**PROBLEM DETAILS**. Pick out every line in the entries below that contains the word "black", and copy each one. Case counts, so match capitals and lowercase letters exactly.

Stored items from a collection
• • • • • • •
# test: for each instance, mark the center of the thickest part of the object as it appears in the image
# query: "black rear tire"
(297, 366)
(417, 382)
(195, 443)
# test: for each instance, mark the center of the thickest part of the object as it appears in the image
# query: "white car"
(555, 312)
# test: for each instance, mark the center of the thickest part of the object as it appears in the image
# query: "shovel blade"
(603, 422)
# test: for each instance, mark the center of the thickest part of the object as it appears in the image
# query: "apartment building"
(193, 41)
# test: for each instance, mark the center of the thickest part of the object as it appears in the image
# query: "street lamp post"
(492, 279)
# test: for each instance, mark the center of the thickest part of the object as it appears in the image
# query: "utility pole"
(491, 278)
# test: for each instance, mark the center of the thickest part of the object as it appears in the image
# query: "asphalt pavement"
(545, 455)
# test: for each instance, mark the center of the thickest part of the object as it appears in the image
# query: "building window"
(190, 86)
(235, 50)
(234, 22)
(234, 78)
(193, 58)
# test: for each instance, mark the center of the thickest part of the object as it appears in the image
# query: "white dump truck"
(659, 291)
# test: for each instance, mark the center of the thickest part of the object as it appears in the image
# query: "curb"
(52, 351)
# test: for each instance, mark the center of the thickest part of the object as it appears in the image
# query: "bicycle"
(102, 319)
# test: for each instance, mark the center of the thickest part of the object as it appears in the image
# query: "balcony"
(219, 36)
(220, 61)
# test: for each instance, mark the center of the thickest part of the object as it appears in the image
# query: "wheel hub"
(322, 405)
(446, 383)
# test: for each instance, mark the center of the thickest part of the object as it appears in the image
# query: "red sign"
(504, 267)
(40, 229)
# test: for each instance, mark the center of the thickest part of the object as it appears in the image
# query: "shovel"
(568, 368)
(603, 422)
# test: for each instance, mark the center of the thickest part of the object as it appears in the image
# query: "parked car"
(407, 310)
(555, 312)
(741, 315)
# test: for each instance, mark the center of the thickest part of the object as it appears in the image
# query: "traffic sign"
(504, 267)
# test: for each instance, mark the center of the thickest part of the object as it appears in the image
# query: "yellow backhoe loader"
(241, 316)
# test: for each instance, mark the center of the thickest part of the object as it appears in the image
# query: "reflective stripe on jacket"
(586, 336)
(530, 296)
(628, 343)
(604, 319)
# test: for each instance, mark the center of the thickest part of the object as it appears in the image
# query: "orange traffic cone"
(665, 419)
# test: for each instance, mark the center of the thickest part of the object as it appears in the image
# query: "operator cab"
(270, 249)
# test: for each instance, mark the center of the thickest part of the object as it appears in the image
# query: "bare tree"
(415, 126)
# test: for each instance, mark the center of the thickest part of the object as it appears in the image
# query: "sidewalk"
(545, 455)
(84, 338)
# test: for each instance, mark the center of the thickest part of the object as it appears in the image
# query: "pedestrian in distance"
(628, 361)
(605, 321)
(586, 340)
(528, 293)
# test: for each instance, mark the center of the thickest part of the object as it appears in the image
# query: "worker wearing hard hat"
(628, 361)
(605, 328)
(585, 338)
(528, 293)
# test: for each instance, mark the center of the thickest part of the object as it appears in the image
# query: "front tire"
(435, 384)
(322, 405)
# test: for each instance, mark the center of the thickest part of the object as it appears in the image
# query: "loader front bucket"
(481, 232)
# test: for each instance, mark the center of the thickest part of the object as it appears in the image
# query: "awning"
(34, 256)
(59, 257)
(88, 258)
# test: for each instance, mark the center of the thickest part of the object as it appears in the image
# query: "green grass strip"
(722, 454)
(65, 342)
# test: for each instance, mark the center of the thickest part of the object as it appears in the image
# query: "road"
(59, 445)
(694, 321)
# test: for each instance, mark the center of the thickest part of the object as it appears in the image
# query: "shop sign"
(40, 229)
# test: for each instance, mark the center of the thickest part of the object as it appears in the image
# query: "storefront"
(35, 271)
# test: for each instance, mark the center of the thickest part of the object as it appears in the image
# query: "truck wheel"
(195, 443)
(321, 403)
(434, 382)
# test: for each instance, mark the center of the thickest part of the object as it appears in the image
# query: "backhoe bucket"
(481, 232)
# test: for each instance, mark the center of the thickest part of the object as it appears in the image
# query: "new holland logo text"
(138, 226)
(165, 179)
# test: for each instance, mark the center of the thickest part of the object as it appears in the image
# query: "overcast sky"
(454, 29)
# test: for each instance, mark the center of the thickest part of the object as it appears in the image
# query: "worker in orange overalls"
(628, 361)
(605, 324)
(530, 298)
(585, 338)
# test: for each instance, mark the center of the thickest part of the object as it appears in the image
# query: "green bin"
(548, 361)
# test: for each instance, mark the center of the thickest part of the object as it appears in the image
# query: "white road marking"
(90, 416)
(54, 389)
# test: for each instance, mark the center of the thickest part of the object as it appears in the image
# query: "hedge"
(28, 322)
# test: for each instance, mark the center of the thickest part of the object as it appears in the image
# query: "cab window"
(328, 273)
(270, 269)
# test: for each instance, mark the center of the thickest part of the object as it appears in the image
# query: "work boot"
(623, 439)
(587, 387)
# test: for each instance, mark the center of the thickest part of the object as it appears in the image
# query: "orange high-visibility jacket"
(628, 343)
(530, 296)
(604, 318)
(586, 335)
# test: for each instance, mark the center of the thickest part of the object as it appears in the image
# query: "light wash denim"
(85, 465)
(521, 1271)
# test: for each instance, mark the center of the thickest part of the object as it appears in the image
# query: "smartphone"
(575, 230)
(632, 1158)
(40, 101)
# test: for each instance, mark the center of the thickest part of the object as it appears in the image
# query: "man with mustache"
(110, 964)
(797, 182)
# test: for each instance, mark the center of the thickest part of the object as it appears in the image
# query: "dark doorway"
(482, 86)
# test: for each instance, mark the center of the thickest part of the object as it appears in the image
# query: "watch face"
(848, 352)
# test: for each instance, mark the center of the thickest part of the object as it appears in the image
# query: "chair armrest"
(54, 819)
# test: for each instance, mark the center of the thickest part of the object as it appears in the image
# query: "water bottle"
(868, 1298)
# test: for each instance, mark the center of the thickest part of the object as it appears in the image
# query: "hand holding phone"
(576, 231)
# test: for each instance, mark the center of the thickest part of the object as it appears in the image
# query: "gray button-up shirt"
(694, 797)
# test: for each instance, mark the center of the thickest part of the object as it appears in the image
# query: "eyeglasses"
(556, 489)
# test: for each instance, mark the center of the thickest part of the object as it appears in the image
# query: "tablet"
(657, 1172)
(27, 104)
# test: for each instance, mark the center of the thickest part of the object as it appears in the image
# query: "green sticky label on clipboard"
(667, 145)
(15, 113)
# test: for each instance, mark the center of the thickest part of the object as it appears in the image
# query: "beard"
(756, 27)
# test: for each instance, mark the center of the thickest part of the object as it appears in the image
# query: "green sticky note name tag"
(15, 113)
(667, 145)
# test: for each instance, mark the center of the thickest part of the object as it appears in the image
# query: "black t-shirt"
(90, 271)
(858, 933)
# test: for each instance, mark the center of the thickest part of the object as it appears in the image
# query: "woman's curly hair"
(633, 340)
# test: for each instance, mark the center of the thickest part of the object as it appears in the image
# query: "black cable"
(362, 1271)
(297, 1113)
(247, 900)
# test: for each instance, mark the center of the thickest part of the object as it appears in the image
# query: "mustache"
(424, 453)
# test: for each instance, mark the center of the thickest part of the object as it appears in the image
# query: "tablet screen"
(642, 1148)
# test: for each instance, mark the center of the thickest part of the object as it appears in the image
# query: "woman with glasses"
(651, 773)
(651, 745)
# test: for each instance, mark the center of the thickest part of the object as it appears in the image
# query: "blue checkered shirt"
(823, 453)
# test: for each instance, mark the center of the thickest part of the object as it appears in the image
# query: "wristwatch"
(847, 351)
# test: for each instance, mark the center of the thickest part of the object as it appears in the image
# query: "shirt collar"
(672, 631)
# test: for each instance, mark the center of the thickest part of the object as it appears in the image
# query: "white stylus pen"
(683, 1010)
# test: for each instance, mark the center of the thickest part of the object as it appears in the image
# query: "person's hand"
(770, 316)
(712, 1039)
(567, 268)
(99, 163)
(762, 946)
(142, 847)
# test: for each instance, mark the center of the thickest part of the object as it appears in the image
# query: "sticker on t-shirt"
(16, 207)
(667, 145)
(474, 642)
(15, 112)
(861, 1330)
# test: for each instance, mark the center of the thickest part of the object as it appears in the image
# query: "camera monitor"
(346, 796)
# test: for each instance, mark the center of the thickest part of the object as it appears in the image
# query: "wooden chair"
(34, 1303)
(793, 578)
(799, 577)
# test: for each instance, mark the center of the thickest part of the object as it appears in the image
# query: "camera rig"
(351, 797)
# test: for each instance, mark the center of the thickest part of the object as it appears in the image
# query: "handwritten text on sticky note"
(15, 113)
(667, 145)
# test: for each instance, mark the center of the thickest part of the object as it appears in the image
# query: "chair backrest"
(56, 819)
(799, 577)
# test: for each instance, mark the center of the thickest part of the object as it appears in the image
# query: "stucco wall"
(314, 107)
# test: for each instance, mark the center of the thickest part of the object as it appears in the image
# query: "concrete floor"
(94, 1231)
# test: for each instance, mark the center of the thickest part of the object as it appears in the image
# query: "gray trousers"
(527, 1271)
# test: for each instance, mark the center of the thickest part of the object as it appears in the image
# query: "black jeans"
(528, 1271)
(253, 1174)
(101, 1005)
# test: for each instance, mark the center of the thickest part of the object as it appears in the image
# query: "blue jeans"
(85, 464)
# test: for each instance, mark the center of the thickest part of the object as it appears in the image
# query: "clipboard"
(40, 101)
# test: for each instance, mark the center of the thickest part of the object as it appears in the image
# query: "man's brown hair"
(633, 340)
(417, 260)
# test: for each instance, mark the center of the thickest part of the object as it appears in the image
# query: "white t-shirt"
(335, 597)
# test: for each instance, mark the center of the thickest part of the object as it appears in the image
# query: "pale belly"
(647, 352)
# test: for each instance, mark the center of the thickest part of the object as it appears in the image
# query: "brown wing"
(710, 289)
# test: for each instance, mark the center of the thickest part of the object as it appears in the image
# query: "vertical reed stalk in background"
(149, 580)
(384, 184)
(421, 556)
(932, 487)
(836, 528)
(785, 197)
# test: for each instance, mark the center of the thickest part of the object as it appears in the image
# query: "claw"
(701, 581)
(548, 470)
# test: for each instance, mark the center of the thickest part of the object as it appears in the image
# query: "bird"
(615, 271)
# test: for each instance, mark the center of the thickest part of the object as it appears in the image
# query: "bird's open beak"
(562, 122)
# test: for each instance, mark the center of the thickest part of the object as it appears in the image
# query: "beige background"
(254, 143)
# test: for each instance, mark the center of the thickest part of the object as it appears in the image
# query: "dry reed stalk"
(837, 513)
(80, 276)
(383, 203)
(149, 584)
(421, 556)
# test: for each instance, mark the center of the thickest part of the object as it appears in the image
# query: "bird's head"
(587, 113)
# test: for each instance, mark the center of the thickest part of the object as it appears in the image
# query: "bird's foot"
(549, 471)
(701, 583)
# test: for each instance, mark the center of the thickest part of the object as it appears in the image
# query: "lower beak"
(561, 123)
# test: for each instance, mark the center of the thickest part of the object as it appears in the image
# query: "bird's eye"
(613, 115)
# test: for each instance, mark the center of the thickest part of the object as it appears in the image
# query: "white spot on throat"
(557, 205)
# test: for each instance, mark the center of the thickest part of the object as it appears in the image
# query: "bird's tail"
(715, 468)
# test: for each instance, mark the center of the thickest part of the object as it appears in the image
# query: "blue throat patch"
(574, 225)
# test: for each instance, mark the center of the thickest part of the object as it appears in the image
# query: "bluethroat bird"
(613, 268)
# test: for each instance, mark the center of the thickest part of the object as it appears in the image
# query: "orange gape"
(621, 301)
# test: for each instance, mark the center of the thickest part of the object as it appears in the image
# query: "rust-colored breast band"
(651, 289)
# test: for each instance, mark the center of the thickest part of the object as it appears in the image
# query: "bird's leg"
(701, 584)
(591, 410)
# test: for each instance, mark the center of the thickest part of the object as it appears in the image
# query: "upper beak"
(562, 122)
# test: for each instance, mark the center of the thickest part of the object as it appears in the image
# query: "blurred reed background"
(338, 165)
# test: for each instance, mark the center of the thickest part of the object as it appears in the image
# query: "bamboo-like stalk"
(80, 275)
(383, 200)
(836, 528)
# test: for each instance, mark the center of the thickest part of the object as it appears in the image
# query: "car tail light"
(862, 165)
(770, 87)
• • • • • • •
**RESULT**.
# query: "black rear tire"
# query: "black t-shirt"
# query: "black cable"
# query: "black jeans"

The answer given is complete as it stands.